§ WORK INSTRUCTIONS
(A) Please explain in one to three sentences why the writer of the combo feeding post started supplementing with formula.
(B) Extend the combo feeding post, picking up after its final sentence.

Segment Start: PROVIDED PASSAGE

Feeding my baby breastmilk from a bottle is still breastfeeding. She's drinking the milk from my breast. Don't let anyone invalidate that as not being breastfed when they mean that you're not nursing. /end rant/
It's been 8 months and things are going well. But I've never produced the "full amount" to satisfy her so we started combo feeding. Thus came some more research to answer my latest postpartum question...
“What is the best formula to feed a breastfed baby?”
Supplementing with formula, sometimes referred to as combo/combination feeding, means that you are combining breastmilk and formula to meet your baby's nutritional needs. An article by Dr. Lauren Crosby, MD, FAAP (an amazing mama, doctor, and woman) covers important information about combo feeding such as the benefits, some considerations, and commonly asked questions. Check out the ultimate combo feeding guide on Milk Drunk, another excellent resource for parents covering all things feeding, pregnancy, postpartum, parenting, and even has expert insights available to you. So cool!
Families choose to combo feed for a number of reasons- returning to work, low supply, allowing others to help feed, or simply because that's preferred and works best for the family. There's no one right way to feed your baby. Just feed them!
“Combo feeding is a great feeding option for parents looking to share the nourishment of breast milk while supplementing with formula. Combo feeding can be done to extend the breastfeeding journey. It’s even a great way for the partner to take care of night time feedings so that mom can get some extra sleep yet continue to breastfeed during the daytime. Whichever amount of breast milk versus formula works best for you is a win in our parenting book.”- Dr. Crosby
Researching formulas can be a whole other task. I researched “what’s the best tasting formula for babies?” “Clean formula for babies.” “Best baby formula for breastfed babies.” We tried a few brands before discovering Bobbie. I’m pleased to say we found a winner! She spit up WAY less and seemingly had a better ability to digest this formula compared to others. We've gone through a few cans now and my daughter happily drinks her boob juice/Bobbie combo babas with glee. Her triumphant burps after bottles are pretty cute, too.

Segment End: PROVIDED PASSAGE
Segment Start: EXTRACTED DATA

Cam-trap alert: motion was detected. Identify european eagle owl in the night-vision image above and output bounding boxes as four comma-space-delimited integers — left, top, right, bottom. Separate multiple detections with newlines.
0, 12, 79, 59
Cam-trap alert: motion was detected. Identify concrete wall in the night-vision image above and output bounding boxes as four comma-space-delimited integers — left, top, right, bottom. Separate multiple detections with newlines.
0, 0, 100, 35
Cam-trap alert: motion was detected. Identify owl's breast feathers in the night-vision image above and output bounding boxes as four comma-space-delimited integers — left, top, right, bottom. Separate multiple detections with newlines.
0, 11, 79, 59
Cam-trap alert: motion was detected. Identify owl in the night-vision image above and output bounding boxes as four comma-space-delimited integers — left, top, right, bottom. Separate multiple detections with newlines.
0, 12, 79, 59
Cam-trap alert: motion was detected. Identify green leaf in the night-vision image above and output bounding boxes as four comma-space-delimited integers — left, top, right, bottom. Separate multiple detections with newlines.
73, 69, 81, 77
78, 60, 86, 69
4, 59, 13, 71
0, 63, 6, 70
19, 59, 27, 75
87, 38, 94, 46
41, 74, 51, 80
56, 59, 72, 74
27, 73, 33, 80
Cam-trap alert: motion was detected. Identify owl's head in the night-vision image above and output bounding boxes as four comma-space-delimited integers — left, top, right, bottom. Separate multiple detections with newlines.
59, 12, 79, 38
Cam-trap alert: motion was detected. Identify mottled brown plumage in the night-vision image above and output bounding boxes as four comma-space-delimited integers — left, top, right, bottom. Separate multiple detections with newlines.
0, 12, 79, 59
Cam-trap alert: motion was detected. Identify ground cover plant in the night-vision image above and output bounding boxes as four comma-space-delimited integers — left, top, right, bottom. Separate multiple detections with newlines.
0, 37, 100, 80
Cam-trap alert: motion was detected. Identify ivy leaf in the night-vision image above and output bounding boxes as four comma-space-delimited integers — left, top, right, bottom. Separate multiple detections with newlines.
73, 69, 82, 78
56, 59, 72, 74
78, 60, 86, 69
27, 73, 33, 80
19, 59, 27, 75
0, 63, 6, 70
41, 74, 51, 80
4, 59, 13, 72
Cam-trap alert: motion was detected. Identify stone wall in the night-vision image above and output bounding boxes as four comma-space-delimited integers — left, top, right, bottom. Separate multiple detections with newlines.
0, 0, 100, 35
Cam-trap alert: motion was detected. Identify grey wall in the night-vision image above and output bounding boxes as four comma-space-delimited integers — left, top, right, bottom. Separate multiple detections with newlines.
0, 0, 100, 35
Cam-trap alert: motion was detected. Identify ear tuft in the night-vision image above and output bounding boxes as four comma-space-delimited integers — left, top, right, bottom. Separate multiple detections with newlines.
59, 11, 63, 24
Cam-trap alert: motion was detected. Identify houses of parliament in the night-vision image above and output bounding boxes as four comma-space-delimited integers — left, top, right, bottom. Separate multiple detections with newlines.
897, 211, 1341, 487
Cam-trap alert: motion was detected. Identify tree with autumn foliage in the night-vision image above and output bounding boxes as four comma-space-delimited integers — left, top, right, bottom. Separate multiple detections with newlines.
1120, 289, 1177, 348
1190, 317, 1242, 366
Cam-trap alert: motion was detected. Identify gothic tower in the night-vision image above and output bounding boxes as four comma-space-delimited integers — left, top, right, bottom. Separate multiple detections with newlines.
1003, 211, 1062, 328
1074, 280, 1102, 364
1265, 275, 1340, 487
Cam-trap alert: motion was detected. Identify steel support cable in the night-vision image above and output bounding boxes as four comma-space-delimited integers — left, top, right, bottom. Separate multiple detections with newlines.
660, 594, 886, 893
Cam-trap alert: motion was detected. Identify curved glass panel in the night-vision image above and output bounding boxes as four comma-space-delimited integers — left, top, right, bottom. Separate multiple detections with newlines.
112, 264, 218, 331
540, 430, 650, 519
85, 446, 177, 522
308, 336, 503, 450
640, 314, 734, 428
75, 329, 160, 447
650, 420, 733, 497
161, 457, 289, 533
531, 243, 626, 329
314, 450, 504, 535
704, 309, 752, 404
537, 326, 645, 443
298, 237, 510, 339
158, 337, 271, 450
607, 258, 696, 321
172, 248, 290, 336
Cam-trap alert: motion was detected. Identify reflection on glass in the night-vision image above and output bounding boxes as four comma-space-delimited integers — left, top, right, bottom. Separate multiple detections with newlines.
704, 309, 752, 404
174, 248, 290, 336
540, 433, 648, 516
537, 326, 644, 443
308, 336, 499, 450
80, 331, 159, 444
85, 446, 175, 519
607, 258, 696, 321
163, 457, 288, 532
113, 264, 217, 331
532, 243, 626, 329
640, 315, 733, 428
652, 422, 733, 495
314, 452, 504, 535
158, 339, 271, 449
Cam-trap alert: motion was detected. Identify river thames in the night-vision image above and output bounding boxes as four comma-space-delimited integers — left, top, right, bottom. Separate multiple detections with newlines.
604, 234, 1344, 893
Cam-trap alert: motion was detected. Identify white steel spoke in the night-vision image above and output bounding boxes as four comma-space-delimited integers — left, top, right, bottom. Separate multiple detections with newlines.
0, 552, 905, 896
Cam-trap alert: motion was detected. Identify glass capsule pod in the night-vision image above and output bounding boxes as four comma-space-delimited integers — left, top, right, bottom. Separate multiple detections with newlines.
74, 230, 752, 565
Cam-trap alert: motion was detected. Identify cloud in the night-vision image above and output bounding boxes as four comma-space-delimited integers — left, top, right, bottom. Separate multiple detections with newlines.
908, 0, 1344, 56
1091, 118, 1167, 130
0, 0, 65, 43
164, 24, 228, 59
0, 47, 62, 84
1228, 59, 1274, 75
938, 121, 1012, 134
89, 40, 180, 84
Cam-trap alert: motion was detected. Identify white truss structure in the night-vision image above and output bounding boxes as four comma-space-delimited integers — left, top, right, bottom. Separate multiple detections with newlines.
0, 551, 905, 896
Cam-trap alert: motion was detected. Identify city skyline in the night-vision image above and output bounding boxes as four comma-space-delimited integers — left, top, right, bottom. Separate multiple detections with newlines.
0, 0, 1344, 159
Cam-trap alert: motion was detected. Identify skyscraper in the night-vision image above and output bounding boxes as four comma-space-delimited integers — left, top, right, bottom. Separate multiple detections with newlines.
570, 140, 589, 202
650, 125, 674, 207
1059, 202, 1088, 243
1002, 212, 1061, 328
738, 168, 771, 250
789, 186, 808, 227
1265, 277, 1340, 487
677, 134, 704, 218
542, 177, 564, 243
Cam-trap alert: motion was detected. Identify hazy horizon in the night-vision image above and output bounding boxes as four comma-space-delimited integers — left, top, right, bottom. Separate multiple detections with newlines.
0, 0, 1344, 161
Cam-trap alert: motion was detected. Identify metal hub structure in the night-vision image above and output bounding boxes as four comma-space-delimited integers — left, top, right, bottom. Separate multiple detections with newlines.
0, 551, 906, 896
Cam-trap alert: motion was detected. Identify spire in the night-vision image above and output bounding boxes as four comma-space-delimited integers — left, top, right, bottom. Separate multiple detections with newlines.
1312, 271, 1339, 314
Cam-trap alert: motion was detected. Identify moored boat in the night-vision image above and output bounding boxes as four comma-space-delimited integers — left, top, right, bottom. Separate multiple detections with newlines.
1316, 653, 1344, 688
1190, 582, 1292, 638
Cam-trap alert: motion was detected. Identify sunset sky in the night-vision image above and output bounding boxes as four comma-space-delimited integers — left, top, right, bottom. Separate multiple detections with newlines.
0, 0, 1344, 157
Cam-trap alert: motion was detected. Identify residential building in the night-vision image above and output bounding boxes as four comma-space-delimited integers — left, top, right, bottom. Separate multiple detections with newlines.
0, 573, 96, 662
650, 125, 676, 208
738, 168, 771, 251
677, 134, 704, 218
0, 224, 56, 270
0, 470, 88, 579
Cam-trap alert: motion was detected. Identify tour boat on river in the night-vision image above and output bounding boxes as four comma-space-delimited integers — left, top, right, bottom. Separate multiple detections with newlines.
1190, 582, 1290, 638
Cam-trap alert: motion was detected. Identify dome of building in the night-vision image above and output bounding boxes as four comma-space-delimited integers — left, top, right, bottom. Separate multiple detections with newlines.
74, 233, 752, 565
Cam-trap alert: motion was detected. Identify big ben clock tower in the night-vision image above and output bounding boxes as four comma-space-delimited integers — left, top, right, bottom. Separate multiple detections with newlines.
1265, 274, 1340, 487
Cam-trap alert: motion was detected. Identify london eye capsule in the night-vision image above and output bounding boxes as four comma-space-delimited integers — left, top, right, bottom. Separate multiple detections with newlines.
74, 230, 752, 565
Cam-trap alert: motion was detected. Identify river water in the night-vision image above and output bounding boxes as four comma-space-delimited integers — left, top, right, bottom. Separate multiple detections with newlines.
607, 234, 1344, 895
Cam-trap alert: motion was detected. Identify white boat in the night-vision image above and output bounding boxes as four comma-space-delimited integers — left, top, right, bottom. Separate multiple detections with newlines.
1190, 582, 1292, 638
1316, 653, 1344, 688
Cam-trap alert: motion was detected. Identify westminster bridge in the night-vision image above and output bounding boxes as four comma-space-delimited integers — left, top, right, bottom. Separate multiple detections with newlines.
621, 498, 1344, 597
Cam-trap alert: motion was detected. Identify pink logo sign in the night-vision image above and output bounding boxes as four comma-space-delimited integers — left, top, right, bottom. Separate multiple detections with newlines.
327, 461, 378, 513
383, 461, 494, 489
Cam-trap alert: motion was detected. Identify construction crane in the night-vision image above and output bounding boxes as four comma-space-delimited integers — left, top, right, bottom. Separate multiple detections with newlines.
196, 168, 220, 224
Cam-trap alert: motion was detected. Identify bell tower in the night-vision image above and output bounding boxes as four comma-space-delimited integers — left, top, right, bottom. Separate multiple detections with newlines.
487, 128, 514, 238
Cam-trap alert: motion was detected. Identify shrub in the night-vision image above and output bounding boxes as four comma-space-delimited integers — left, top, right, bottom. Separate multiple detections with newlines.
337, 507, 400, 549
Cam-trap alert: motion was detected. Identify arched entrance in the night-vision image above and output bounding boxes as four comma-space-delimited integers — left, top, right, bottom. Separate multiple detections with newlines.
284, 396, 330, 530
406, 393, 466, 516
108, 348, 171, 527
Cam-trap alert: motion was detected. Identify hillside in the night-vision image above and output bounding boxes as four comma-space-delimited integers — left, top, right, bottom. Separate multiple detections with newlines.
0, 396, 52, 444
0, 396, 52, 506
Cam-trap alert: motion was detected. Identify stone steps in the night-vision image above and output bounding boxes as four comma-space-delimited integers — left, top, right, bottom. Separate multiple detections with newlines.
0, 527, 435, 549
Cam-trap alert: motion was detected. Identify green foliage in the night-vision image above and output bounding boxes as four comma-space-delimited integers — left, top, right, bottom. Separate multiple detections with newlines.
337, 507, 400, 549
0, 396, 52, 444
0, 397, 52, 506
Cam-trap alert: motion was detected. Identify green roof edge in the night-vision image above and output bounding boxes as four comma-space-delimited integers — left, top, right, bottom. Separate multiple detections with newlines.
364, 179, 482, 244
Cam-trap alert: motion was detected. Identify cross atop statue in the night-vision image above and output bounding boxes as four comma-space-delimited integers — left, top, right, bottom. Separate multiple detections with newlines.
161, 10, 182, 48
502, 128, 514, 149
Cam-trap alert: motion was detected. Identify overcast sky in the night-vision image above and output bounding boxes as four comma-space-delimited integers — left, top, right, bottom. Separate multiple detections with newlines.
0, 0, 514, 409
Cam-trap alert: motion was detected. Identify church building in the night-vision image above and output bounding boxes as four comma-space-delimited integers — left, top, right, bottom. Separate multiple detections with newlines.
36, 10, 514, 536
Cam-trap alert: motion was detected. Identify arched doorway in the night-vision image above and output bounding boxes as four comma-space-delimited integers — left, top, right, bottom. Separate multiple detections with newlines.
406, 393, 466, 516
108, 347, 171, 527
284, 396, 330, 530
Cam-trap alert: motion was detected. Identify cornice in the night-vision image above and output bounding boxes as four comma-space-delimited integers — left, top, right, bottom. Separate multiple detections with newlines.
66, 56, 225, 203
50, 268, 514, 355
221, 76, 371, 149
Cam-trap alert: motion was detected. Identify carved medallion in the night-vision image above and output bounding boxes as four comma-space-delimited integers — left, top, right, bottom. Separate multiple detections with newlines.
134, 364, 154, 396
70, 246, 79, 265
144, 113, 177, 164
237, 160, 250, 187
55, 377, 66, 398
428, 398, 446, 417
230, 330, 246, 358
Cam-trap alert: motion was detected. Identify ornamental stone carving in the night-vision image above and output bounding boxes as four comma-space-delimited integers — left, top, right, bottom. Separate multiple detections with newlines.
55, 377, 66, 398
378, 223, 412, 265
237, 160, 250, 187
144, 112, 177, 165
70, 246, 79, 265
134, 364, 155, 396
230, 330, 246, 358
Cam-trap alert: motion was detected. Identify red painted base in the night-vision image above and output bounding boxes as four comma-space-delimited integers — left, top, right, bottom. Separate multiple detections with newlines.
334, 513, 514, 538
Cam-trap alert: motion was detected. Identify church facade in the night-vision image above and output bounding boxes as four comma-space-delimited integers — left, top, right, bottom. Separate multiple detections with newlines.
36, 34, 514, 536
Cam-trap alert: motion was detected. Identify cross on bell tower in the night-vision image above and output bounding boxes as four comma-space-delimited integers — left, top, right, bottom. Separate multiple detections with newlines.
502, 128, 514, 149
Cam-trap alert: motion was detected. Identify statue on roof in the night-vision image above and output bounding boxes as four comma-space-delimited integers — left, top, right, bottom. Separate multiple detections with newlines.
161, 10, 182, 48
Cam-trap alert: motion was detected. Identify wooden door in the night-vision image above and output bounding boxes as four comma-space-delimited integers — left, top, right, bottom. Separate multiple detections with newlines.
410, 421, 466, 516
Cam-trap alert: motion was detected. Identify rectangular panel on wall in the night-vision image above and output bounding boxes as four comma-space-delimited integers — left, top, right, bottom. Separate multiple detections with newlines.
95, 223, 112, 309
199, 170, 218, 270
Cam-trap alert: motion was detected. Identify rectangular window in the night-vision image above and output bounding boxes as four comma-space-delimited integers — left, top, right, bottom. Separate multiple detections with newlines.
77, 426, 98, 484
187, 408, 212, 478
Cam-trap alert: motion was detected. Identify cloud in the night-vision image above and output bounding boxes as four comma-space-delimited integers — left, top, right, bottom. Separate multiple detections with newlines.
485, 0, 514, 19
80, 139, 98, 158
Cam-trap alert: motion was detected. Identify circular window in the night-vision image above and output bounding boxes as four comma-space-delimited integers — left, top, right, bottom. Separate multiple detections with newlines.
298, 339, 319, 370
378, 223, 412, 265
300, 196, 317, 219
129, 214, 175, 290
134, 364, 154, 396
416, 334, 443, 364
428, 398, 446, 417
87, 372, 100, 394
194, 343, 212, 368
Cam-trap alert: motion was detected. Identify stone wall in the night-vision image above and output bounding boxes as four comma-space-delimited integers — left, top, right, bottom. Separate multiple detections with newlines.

Segment End: EXTRACTED DATA

§ PER-TASK ANSWERS
(A) The writer never produced the "full amount" of breastmilk needed to satisfy her baby. Because of that, they began combining breastmilk and formula.

(B)
So, what’s so special about Bobbie you ask? Good question! Cue Bobbie’s own Mallory Whitmore, AKA The Formula Mom (mama of 2 and Bobbie’s Education Lead) to share:
"Bobbie offers what parents want– a clinically-backed infant formula recipe that is modeled after breast milk! Bobbie uses exclusively lactose as the carbohydrate source, just like breast milk, and does not contain any alternative sugars like corn syrup or maltodextrin. Additionally, Bobbie’s protein ratio of 60% whey to 40% casein mirrors the whey:casein ratio found in mature breast milk. Bobbie Organic Formula is USDA and EU certified organic and contains both iron and DHA at levels that meet U.S. and European guidelines. Bobbie is the only mom-founded and mom-led formula company in the U.S., and it shows– this formula has everything that you want (crucial nutrients!) and nothing that you don’t (GMOs, pesticide residues, added sugar, antibiotics or hormones, hexane-extracted oils)."
Thanks, Mallory, for the commentary! It's great to have information backed by science. For more, go check out Mallory's The Formula Mom website and follow @theformulamom on Instagram!I'm a huge supporter of informed decision making and considering the evidence available to ultimately decide what I think is best, for me and my baby, with room to change my mind if new information presents itself.
So whatever you choose- breastfed or formula fed or a combination of the two- there's no one right way except the one that works best for you. There's research supporting the benefits of breastmilk, and research supporting the benefits of prioritizing maternal mental health. Do your research. Listen to others and hear yourself. You'll make the best call, mama.
Sending you love!
PS- Duluth Perinatal is an affiliate partner with Bobbie. This partnership recently happened and we are so stoked to support a women- and mama-founded company.
You can use this link to check out Bobbie!
NOTE: Purchases made through an affiliate link result in Duluth Perinatal earning a commission, at no cost to you. This helps support reduced fee and pro bono services to local mamas or families in need. Thanks for your support!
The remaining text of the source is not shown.